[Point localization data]
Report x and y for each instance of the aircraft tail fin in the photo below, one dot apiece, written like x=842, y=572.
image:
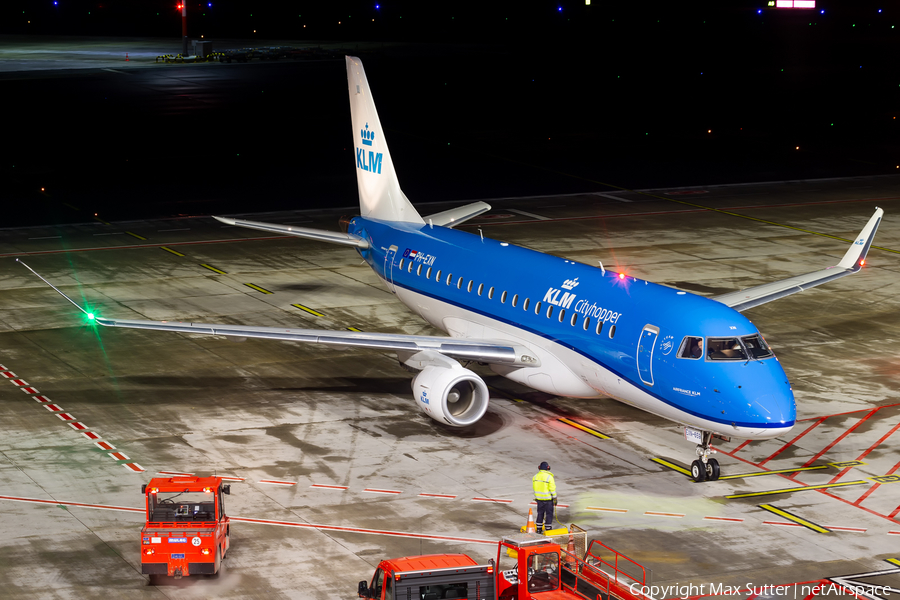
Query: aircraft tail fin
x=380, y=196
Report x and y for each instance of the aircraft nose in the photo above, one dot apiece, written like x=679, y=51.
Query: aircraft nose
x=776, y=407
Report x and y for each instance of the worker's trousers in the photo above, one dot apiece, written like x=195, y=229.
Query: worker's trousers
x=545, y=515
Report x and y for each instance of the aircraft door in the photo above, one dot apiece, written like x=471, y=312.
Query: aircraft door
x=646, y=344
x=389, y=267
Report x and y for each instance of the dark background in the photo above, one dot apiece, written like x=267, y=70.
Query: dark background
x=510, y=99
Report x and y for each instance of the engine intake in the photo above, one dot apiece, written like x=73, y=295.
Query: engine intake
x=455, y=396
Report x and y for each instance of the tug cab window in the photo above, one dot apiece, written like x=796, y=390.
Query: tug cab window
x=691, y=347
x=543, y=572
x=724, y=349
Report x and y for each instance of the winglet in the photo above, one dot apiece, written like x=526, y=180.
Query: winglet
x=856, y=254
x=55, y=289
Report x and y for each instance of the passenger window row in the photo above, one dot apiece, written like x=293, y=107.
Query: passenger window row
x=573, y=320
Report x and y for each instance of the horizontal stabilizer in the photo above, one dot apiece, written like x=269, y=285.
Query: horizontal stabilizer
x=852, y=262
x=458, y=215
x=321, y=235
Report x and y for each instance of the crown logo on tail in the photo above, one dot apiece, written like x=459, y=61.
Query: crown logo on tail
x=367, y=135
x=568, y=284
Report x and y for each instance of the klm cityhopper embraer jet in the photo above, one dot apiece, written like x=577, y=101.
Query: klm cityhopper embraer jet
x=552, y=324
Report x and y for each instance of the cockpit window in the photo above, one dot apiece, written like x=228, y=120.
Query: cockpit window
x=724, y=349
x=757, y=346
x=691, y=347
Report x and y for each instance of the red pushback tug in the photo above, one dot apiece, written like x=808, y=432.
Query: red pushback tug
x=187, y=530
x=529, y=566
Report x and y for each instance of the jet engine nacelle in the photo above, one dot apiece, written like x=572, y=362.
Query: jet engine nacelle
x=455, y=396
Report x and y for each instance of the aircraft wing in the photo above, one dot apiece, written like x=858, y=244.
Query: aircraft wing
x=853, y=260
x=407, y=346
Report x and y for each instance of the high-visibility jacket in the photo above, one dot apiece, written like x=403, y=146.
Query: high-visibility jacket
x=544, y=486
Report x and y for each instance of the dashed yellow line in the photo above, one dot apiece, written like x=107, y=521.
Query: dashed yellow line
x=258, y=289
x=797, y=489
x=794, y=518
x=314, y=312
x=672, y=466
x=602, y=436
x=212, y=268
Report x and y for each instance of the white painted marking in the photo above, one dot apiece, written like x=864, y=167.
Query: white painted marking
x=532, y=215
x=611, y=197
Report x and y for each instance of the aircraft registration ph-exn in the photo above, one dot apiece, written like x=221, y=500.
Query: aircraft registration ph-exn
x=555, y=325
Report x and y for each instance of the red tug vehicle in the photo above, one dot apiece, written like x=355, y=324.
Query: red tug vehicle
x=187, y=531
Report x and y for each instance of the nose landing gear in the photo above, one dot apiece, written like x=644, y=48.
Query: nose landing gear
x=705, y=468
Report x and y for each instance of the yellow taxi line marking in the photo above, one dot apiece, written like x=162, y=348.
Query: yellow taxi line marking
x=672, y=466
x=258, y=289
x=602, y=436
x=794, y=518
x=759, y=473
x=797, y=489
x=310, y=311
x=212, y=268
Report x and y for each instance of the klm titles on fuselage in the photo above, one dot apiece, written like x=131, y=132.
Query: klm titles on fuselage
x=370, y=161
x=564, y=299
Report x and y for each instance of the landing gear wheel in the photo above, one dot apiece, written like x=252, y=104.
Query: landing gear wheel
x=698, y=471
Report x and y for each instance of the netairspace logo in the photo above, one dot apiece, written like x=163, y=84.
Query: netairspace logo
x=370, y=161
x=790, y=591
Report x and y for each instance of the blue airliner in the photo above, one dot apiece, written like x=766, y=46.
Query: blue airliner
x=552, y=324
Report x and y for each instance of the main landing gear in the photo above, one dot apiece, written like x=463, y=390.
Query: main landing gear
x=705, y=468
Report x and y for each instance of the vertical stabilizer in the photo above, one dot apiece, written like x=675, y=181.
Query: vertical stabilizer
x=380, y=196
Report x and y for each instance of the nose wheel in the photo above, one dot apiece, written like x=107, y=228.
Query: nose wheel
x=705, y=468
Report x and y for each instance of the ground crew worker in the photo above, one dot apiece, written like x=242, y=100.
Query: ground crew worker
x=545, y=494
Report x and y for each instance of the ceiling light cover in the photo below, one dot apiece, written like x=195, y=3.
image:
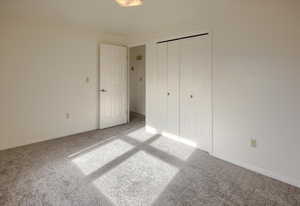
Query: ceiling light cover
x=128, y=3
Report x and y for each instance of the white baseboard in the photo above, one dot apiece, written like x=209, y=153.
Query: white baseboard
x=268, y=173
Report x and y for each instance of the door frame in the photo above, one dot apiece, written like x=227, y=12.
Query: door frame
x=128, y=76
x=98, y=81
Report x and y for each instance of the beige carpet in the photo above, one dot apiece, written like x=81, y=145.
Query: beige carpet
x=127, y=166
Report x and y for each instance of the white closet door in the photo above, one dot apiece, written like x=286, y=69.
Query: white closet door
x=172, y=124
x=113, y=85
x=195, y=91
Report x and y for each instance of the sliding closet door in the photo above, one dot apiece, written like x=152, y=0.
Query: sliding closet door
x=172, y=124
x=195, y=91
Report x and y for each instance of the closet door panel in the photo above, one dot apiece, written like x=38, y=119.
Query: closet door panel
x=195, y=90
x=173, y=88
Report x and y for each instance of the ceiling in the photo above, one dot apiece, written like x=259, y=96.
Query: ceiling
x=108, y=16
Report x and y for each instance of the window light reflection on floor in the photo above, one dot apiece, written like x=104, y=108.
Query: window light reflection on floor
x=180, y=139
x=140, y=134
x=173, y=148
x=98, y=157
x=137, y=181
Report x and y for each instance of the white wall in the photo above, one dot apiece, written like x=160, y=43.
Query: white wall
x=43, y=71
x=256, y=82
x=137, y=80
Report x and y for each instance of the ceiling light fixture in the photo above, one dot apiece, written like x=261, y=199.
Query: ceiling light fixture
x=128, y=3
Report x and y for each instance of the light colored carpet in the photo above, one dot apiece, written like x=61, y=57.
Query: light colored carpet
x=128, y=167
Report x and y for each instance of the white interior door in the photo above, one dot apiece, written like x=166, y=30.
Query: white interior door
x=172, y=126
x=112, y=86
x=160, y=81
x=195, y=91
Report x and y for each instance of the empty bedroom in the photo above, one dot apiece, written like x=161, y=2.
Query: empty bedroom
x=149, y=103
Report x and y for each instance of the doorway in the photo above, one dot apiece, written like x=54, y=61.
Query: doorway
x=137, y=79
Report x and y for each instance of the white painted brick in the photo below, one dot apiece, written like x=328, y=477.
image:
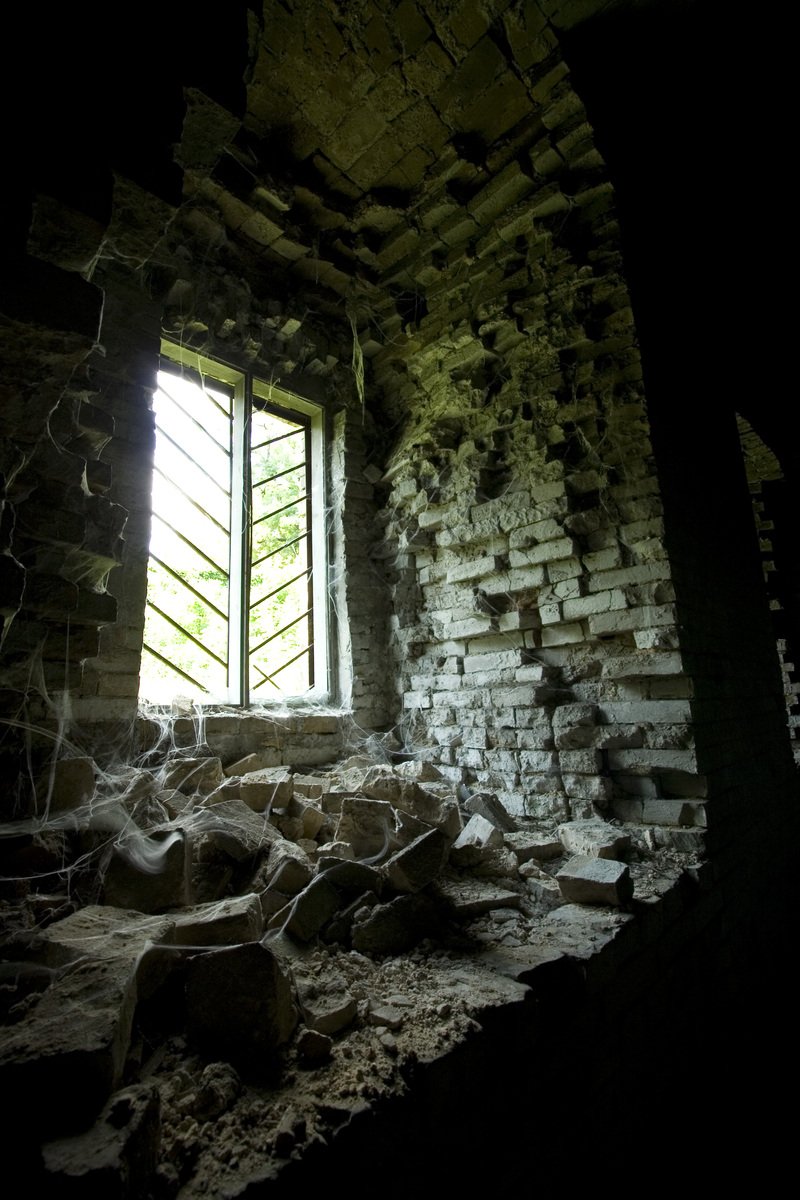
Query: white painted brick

**Activity**
Skip the pictures, then write out every entry exactly.

**Expected output**
Report x and y for each instance of the aircraft tail fin in the photo below, one dot apiece, written like x=842, y=572.
image:
Query: aircraft tail fin
x=380, y=196
Report x and y for each instance of the aircraft nose in the photo above, one dot apiece, written like x=679, y=51.
Query: aircraft nose
x=776, y=407
Report x and y for each instance of the worker's trousers in the photo above, one dot apiece, written like x=195, y=229.
Query: worker's trousers
x=545, y=515
Report x and y for each instance of the aircraft door in the photo above, one dot apiece, written like x=471, y=312.
Query: aircraft door
x=646, y=344
x=389, y=267
Report x and y for each instance of the dark background in the photo above, one dot apiece, written like x=267, y=70.
Query: dark background
x=510, y=99
Report x and y for each instance of the engine intake in the photo above, one dot apiece, written like x=73, y=295.
Query: engine intake
x=455, y=396
Report x and y for each instance of the tug cab window in the photo above, one dot apiece, written like x=796, y=390.
Query: tug cab window
x=691, y=347
x=543, y=572
x=724, y=349
Report x and y for each instance of the winglet in the photo above, one dot apiece, written like x=526, y=180.
Query: winglet
x=856, y=254
x=55, y=289
Report x and y for each instance of the passenger window row in the photo above, one dot apiece, written like x=293, y=107.
Query: passenger window row
x=573, y=320
Report x and y for each instance of the horizontal stabilizer in the photo above, one dot apiece, written like x=269, y=285.
Query: horizontal stabilizer
x=852, y=262
x=458, y=215
x=321, y=235
Report x and y for each instance of the crown logo on tail in the photo above, one dot apiece, written like x=459, y=61.
Query: crown logo on tail
x=367, y=135
x=568, y=284
Report x and y for each instance of the klm cityhopper embraer jet in the photo above, one dot apiece, written like x=577, y=101.
Query: klm cityhopper embraer jet
x=552, y=324
Report x and y for each instance of the cockpit window in the photo above, one dot apiece, written like x=228, y=120.
Query: cockpit window
x=724, y=349
x=757, y=346
x=691, y=347
Report x and y for each instance of the red pushback tug in the photo above, one dot apiece, written like x=808, y=432.
Query: red pushback tug
x=187, y=530
x=529, y=566
Report x and y for each instance of the jet engine nacelle in the photo above, one dot apiece, written like x=572, y=362.
Query: jet engine nacelle
x=455, y=396
Report x and y for each instance of the aircraft wing in the photo above, one dot apiece, written like x=858, y=244.
Query: aircraft wing
x=853, y=260
x=407, y=346
Report x and y for each instance of the high-visibility jacket in the photo above, one dot apiece, written like x=403, y=146.
Query: high-visibility jacket
x=544, y=486
Report x and y for each instance of the dashed yellow line in the photo above, one dot apiece, written like x=107, y=521.
Query: dashed yellow line
x=258, y=289
x=797, y=489
x=794, y=518
x=314, y=312
x=672, y=466
x=602, y=436
x=212, y=268
Report x and y for each instance of the white painted marking in the photo above, one dot apiece, written like x=864, y=167.
Query: white painted marking
x=532, y=215
x=611, y=197
Report x and y for each instance of the aircraft registration ph-exn in the photo above, one dot apiece, written like x=221, y=500.
Query: aircraft registration ph-exn
x=555, y=325
Report x and y for each instance of the red tug vehicle in the photo above, one dot apiece, written like x=355, y=324.
Query: red tug vehicle
x=187, y=531
Report x and y for each instance of the nose landing gear in the photo above, one dot apiece, written like x=644, y=48.
Query: nose landing gear
x=705, y=468
Report x and y for each instance of the yellow taxi line marking in the photo above, one dot apiece, written like x=162, y=348.
Query: yellow taxi line marking
x=672, y=466
x=258, y=289
x=602, y=436
x=794, y=518
x=759, y=473
x=797, y=489
x=310, y=311
x=212, y=268
Report x and y for each instance of the klm titles on fuselage in the photo above, one dot apiece, written like x=131, y=132.
Query: klm titles on fuselage
x=370, y=161
x=564, y=299
Report x and y for each instance of the landing gear wheel in the photo above, one dot apiece, written like x=252, y=104.
Query: landing gear wheel
x=698, y=471
Report x and y for each instance of the netairspace logo in the photo above, one dot apiece, written like x=163, y=84.
Query: netairspace logo
x=370, y=161
x=790, y=591
Report x and y for each instance of the blue airliner in the photo above, one dot apiece, written like x=766, y=46.
Query: blue airliner
x=552, y=324
Report x and y for each instance of the main landing gear in the photo above, one dot apiece, written like x=463, y=390.
Query: main landing gear
x=705, y=468
Report x and y for each instance of the vertical stabilizer in the photo above, one dot apiece, written like x=675, y=181.
Query: vertical stabilizer
x=380, y=196
Report x and y for each instance of the nose wheel in the photo above, one dot apiece, written like x=107, y=228.
Query: nose wheel
x=705, y=468
Report x and y for each instance of the ground crew worker in the photo above, one dot apiece, written like x=242, y=100.
Query: ground crew worker
x=545, y=494
Report x and y for each instance of the ceiling light cover in the photo below, one dot apiece, written like x=195, y=3.
image:
Query: ceiling light cover
x=128, y=3
Report x and y for each instance of the white baseboard in the photo above, one dot apiece, written like x=209, y=153.
Query: white baseboard
x=268, y=173
Report x and y for each instance of the door frame in the photo above, one dot apiece, written like x=227, y=12.
Query: door frame
x=128, y=76
x=98, y=81
Report x and y for each instance of the beige carpet in the photo above, one dot apiece, written like x=81, y=145.
Query: beige carpet
x=127, y=166
Report x and y for each instance of the white closet door in the photo above, one dot apiece, written like x=286, y=69.
Query: white closet door
x=172, y=124
x=113, y=85
x=195, y=91
Report x and y for each instance of the sliding closet door in the photo above, one dot apiece, written like x=152, y=0.
Query: sliding closet door
x=172, y=124
x=195, y=91
Report x and y for each instance of the closet door panel in the photo above, one dot apiece, written like x=38, y=119.
Query: closet door panel
x=195, y=90
x=173, y=88
Report x and y for each instance of the ceiling in the photo above, one dot apiece, written like x=259, y=96.
Query: ceiling
x=108, y=16
Report x and y for each instance of the window light reflection on floor in the photo above, one dot apiece, written like x=104, y=108.
Query: window light reflection on floor
x=180, y=139
x=140, y=134
x=173, y=148
x=98, y=157
x=137, y=181
Report x and y for each instance of the white wall in the photo above, one dot apiece, written like x=160, y=43.
Query: white wall
x=43, y=71
x=256, y=82
x=137, y=80
Report x and y for each instance of the ceiling light fixture in the photo above, one dot apiece, written like x=261, y=199.
Query: ceiling light fixture
x=128, y=3
Report x and y for each instance of the light colored carpet in the photo above, one dot apiece, written like x=61, y=57.
Query: light colored carpet
x=128, y=167
Report x and y for each instance of the white interior door in the photo above, one dot apiece, written like x=166, y=30.
Query: white interior door
x=172, y=126
x=112, y=86
x=160, y=81
x=195, y=91
Report x and y for each instance of the empty bedroom in the photo above, one dot apiece, written like x=161, y=2.
Query: empty bedroom
x=149, y=103
Report x and y for each instance of the doorway in the photo above, one dot apiece, written like x=54, y=61.
Query: doorway
x=137, y=79
Report x and y for each instance of the white painted brick in the photo below, one dot apiece, written like x=328, y=477.
image:
Query: white painted brick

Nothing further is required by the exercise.